» **Aim of the task**
Resume the article on Nicu Sebe's Mona Lisa smile software and continue it from its last sentence.

» **Extract to read**
Nicu Sebe is a professor in Computer Science at the University of Trento, Italy, where he was the director of the Department of Information Engineering and Computer Science.
Back in 2005, an interesting result was collecting dust on Nicu Sebe’s desk, who, at the time, was a researcher at the University of Amsterdam in the Netherlands. Little did the rest of the world know that the Machine Learning specialist back then, and the current Head of Artificial Intelligence at Humans.ai, was holding beside his steaming cup of tea the key to the mystery behind the world’s most famous smile, the one portrayed in Leonardo Davinci’s Mona Lisa. This all changed when a journalist stumbled across this research, and soon after, Nicu Sebe’s name circled the entire Globe.
The Romanian professor designed a computer software that deciphered Mona Lisa’s enigmatic smile, revealing that it was 83 per cent happy, 9 per cent disgusted, 6 per cent fearful and 2 per cent angry.
Sebe’s solution to cracking the Mona Lisa was straightforward and elegant in its approach. Developed as a joint venture between the University of Amsterdam and the University of Illinois at Urbana-Champaign, the software works by examining key facial features and neutral expressions of female faces loaded into a database and comparing them against a reference image (the painting in this case).

» **Information shown**
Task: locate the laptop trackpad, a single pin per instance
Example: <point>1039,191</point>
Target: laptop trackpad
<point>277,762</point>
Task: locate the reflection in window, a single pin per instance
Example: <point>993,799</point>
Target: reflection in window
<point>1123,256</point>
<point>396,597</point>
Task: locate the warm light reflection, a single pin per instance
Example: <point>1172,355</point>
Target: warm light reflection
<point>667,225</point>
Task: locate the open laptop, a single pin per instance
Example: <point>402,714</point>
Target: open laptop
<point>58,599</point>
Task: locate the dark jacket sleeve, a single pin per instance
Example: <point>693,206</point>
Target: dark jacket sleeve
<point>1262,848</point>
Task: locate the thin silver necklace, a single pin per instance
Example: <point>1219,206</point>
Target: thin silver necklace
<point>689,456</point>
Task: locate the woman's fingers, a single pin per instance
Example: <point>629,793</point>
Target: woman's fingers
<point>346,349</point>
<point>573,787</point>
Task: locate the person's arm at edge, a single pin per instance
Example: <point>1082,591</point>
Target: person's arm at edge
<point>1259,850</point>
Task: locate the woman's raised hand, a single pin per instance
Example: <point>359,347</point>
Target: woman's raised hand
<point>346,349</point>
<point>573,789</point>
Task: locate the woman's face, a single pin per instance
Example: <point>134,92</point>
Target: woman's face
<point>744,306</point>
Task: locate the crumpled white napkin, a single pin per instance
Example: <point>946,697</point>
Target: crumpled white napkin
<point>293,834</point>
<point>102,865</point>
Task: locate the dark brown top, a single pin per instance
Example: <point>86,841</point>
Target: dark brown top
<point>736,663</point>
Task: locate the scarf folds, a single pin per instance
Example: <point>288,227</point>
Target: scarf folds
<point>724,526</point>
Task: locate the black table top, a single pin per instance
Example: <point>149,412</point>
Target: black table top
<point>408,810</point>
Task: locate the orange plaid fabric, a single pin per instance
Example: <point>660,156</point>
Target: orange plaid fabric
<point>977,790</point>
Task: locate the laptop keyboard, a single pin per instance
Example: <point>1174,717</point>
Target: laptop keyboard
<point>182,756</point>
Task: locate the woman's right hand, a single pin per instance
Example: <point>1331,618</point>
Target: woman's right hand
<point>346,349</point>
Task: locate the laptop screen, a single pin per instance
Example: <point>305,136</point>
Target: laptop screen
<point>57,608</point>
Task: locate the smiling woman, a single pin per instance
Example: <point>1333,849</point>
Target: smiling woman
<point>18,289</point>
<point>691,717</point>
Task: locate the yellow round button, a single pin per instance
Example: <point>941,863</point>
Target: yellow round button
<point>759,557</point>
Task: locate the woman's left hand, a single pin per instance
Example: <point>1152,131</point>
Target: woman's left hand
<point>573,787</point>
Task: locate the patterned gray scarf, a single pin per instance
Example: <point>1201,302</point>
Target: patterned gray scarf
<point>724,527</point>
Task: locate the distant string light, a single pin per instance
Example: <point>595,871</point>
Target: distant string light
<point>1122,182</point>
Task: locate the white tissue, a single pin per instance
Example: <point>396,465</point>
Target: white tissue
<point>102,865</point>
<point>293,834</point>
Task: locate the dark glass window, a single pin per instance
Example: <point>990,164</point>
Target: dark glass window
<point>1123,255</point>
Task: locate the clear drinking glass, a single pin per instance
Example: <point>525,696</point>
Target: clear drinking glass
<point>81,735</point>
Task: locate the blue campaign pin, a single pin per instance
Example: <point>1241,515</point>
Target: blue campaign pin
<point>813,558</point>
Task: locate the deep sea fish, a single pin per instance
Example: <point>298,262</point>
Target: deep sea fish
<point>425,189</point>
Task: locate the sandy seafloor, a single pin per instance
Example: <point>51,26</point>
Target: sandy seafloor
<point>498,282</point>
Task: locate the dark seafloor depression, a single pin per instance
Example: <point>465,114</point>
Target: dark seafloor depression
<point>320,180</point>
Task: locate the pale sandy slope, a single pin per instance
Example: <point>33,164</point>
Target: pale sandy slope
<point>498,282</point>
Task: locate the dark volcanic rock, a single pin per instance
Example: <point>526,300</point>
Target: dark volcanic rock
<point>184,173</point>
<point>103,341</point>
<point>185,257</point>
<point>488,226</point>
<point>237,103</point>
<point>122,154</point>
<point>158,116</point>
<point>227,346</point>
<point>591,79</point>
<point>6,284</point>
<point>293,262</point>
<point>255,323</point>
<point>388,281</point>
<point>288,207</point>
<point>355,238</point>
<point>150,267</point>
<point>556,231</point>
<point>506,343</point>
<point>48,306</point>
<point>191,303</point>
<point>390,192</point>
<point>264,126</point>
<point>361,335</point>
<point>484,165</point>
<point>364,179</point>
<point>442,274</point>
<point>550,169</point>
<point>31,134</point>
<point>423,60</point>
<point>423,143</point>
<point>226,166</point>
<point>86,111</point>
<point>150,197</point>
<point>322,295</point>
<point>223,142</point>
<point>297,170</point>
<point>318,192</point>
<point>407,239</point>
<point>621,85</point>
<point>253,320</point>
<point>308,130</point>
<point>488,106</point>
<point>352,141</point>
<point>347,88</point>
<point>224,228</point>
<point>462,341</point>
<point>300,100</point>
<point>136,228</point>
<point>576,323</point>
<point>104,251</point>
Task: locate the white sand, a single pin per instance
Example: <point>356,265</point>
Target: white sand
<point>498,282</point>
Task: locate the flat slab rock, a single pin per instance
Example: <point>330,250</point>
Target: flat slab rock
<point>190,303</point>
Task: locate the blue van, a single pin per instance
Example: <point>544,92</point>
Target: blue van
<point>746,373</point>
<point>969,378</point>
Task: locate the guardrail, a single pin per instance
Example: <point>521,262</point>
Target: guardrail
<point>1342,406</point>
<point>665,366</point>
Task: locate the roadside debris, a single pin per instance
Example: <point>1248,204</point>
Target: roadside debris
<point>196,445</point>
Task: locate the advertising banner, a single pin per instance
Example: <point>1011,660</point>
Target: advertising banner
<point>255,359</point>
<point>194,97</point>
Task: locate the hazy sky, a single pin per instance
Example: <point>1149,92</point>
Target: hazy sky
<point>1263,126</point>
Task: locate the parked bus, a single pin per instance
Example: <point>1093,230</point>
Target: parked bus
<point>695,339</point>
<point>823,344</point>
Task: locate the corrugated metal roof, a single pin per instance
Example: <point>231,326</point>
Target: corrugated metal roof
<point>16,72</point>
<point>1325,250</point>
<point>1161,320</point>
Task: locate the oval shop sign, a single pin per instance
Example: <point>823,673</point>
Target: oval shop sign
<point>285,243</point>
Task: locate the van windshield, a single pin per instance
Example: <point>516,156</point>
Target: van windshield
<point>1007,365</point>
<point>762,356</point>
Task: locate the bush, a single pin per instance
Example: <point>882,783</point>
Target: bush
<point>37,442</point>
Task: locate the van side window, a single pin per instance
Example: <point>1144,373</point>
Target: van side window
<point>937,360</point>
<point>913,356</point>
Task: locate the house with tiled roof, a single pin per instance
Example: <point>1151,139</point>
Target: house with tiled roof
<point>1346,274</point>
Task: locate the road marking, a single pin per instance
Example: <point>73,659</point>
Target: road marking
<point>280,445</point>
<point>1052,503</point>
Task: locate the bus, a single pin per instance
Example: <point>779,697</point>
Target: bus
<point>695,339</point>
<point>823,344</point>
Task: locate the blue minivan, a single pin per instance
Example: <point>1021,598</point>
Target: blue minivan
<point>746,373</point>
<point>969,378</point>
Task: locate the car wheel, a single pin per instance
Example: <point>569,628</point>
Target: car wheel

» **Task output**
How did Nicu Sebe become one of the leading figures in the field of Artificial Intelligence, and what is the story, and motivation that determined him to join Humans.ai as the Head of the AI department are all questions that will be answered in the first interview from the Meet our #SuperHumans series.
We sat down with Nicu Sebe on a sunny day in January at the Humans.ai office from Bucharest to chat and learn more about the choices that helped put the talented Machine Learning professor on an incredible career path and how he ended up leading the AI developing process at Humans.ai.
Can you tell us a few words about yourself, what is your professional training, what pushed you to work in this very advanced technological area? What was the trigger that led you to AI?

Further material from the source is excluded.